What needs to be done
For this exercise, set down all the records exactly as given.

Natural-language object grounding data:

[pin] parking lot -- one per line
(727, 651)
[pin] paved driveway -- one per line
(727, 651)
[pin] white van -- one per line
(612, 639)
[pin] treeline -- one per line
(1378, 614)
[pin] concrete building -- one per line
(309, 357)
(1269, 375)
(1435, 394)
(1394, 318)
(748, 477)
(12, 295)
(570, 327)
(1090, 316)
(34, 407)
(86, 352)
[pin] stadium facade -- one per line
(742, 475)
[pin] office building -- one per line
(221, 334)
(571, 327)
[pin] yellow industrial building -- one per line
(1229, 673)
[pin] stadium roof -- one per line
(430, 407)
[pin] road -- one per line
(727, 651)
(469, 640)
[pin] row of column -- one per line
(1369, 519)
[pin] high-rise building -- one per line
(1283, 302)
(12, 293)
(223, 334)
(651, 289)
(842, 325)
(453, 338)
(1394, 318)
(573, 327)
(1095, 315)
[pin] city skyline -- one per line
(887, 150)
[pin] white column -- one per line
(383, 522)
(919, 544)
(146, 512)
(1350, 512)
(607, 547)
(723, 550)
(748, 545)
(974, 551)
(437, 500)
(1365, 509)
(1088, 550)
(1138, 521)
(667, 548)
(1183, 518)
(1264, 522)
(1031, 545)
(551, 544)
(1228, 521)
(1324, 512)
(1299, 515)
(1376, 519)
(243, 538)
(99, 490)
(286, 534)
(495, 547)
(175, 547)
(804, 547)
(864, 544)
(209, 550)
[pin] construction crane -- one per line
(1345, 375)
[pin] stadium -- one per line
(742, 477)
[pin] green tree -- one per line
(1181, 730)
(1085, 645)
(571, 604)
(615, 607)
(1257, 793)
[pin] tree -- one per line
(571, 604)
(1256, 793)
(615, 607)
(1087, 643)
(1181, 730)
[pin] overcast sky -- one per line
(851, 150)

Result of this exercise
[pin] parking lot -- one per line
(727, 651)
[pin] paved driveway -- one per line
(727, 651)
[pin] white van -- one per line
(612, 639)
[pin] treeline -- one per line
(1378, 614)
[pin] concrete building -- one per line
(309, 357)
(1269, 375)
(1435, 394)
(1394, 318)
(748, 477)
(12, 295)
(570, 327)
(1090, 316)
(34, 407)
(86, 352)
[pin] stadium facade -- one per line
(742, 475)
[pin] office building -- one per line
(221, 334)
(571, 327)
[pin] yellow industrial building -- one per line
(1229, 673)
[pin] stadium roof -- one per line
(430, 407)
[pin] road -- one per line
(727, 651)
(469, 640)
[pin] row of column -- one per line
(1369, 519)
[pin] high-rise building -- one per line
(1283, 302)
(12, 293)
(223, 334)
(651, 289)
(842, 325)
(453, 338)
(1394, 318)
(573, 327)
(1095, 315)
[pin] city skyline -- one per line
(887, 150)
[pin] white column -- one per line
(383, 522)
(919, 544)
(146, 512)
(1350, 512)
(607, 547)
(723, 550)
(748, 545)
(974, 551)
(437, 500)
(1365, 509)
(1088, 550)
(1138, 521)
(667, 548)
(1183, 518)
(1264, 522)
(1031, 545)
(551, 544)
(1228, 521)
(1324, 512)
(1299, 515)
(1376, 519)
(243, 538)
(99, 490)
(286, 534)
(495, 547)
(175, 547)
(804, 547)
(864, 544)
(209, 550)
[pin] construction crane -- one per line
(1345, 375)
[pin] stadium -- one per line
(742, 477)
[pin] green tree -- one per line
(1181, 730)
(1085, 645)
(571, 604)
(615, 607)
(1257, 793)
[pin] tree -- one per line
(571, 604)
(1256, 793)
(615, 607)
(1087, 643)
(1181, 730)
[pin] overcast sky -- one per line
(851, 150)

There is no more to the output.